*Work to be completed:* Output exactly, please, the lines of the records below from the one containing "Put a marker on each instance of the snow patch" through the final line.
--- begin Input data ---
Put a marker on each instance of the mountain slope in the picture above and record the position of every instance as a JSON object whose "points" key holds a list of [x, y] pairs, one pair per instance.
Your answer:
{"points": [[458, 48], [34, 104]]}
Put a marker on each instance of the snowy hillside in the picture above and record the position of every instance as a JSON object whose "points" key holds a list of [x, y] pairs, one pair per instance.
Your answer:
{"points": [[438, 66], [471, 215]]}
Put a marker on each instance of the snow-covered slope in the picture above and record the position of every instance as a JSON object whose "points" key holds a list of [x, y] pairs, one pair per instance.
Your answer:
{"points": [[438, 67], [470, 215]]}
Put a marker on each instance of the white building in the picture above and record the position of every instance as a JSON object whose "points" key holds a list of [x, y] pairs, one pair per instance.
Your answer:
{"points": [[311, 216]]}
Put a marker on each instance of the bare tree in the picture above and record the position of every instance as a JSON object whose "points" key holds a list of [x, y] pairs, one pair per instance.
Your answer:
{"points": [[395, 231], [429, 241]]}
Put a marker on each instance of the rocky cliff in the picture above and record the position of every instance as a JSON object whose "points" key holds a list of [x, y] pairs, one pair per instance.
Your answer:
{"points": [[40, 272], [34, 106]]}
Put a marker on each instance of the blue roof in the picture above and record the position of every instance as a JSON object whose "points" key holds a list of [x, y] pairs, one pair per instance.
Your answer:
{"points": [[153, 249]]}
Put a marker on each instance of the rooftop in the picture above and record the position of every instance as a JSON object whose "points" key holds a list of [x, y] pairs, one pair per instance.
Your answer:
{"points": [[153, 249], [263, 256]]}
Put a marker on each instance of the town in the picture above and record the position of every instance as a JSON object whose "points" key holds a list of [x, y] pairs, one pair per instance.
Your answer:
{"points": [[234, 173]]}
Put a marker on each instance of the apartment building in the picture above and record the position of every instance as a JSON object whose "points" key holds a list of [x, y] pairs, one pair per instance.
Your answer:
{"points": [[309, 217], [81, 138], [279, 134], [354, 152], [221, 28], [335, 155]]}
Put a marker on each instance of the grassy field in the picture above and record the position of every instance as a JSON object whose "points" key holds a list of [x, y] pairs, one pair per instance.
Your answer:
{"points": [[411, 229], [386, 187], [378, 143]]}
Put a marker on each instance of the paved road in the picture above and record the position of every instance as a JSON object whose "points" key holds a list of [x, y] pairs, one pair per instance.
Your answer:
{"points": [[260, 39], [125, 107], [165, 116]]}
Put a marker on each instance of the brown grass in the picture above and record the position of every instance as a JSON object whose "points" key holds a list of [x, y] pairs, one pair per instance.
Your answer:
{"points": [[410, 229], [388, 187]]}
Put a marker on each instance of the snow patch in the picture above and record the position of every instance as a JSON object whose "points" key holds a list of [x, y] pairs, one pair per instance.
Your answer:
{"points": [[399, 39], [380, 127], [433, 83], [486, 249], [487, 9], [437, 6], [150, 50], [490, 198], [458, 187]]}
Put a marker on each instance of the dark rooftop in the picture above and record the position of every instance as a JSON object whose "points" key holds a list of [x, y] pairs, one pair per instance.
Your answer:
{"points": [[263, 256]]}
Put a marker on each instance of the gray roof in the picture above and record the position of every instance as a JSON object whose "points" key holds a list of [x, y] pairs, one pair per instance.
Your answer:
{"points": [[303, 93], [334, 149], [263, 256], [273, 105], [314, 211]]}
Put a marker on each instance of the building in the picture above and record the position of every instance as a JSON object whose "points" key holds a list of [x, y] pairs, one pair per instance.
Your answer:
--- end Input data ---
*Written solution:*
Put a marker on each instance of the snow patch in the picture above and record the position of every instance as a JSON object whose "points" key holds a list of [x, y] pairs, one pair per instance.
Your answer:
{"points": [[399, 39], [380, 127], [433, 83], [486, 249], [487, 9], [437, 6], [150, 50], [490, 198], [458, 187]]}
Put a marker on each instance of the dark rooftop in the picture above and record the position of every instance as a JSON object whose "points" key holds a list of [x, y] pairs, one pair per instance.
Your answer:
{"points": [[263, 256]]}
Put a marker on each instance of the gray roof in the picture above and record the position of every instance as a JSON object whose "points" key holds a list of [x, y] pairs, one pair per instance.
Your answer:
{"points": [[303, 93], [334, 149], [263, 256], [273, 105], [314, 211]]}
Put a marker on each instance of the building in the picture above and record the position of every instance as a JSON object whose "points" key holds a list of [x, y] pairs, one pair per instance.
Your answer:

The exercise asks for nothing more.